### DATA PROVIDED
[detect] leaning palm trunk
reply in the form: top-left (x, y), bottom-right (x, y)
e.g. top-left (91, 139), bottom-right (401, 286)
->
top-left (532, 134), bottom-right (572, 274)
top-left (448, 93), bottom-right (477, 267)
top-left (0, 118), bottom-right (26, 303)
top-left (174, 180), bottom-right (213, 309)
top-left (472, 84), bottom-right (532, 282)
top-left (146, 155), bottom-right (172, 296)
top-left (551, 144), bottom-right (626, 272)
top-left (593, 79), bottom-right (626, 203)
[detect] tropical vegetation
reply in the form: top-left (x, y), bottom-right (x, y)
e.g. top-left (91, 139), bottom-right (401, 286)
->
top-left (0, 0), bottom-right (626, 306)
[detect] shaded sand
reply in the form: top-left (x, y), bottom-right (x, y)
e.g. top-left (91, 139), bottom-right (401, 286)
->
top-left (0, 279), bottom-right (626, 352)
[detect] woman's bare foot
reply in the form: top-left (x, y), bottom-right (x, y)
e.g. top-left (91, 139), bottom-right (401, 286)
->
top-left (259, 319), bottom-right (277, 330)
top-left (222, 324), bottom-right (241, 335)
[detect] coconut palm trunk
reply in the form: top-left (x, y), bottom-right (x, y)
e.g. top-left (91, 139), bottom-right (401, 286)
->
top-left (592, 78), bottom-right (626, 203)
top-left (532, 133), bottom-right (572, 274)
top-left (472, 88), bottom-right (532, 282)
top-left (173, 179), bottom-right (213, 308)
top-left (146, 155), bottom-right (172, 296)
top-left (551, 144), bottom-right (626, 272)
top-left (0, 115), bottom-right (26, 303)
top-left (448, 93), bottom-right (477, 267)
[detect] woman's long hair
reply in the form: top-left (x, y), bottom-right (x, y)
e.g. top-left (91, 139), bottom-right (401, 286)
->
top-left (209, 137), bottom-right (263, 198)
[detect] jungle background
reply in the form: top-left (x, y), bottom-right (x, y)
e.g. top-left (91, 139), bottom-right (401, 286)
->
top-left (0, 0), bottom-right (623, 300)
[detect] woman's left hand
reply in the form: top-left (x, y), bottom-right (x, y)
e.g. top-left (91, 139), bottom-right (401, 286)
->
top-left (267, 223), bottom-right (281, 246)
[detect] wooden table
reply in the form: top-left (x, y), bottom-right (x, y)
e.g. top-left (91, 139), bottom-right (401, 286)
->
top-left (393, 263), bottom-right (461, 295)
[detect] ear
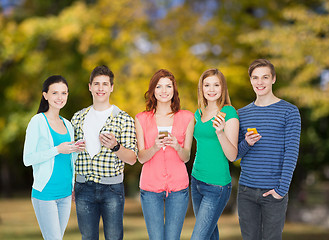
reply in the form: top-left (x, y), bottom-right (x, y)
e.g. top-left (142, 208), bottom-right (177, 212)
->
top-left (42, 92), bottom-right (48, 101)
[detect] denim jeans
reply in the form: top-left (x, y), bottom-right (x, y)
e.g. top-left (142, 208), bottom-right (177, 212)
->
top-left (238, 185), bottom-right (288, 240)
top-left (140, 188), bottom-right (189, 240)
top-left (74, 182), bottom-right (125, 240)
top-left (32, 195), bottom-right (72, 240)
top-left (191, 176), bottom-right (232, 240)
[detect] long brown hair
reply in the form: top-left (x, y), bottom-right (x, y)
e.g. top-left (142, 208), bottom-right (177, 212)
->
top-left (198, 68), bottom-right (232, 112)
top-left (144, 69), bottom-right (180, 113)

---

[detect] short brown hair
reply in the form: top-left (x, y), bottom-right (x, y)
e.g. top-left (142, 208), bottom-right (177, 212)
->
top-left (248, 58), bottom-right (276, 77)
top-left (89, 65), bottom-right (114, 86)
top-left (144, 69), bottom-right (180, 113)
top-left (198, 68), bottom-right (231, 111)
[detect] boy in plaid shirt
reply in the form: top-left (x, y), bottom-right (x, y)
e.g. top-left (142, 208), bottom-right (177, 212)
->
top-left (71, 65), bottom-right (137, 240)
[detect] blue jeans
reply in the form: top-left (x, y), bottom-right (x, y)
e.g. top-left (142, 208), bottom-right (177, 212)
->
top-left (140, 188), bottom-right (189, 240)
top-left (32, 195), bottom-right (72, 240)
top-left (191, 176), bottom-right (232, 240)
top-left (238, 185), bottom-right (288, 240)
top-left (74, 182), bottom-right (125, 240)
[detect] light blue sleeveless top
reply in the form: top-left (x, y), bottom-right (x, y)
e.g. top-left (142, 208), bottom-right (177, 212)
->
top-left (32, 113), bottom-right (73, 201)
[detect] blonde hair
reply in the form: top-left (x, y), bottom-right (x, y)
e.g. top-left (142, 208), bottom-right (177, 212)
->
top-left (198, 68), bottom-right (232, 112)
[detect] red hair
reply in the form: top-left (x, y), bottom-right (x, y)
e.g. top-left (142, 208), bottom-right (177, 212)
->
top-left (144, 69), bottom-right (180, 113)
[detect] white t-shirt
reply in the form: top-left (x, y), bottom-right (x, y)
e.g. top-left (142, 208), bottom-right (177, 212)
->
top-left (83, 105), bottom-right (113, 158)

==

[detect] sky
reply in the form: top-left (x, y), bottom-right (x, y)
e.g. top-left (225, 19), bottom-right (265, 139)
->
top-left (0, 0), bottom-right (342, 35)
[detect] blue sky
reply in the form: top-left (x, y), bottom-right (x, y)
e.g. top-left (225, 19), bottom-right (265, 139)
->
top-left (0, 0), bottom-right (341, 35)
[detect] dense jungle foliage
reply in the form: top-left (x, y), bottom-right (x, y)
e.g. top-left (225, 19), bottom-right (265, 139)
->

### PROBLEM REQUIREMENTS
Reproduce the data word for word from the line containing "[detect] wooden table" through the line containing "top-left (42, 92), bottom-right (48, 101)", both of those lines included, and omit any pictures.

### FINISHED ANSWER
[detect] wooden table
reply in the form: top-left (x, y), bottom-right (x, y)
e.g. top-left (91, 139), bottom-right (401, 286)
->
top-left (393, 263), bottom-right (461, 295)
[detect] ear
reply in the form: top-left (x, y), bottom-right (x, y)
e.g. top-left (142, 208), bottom-right (177, 212)
->
top-left (42, 92), bottom-right (48, 101)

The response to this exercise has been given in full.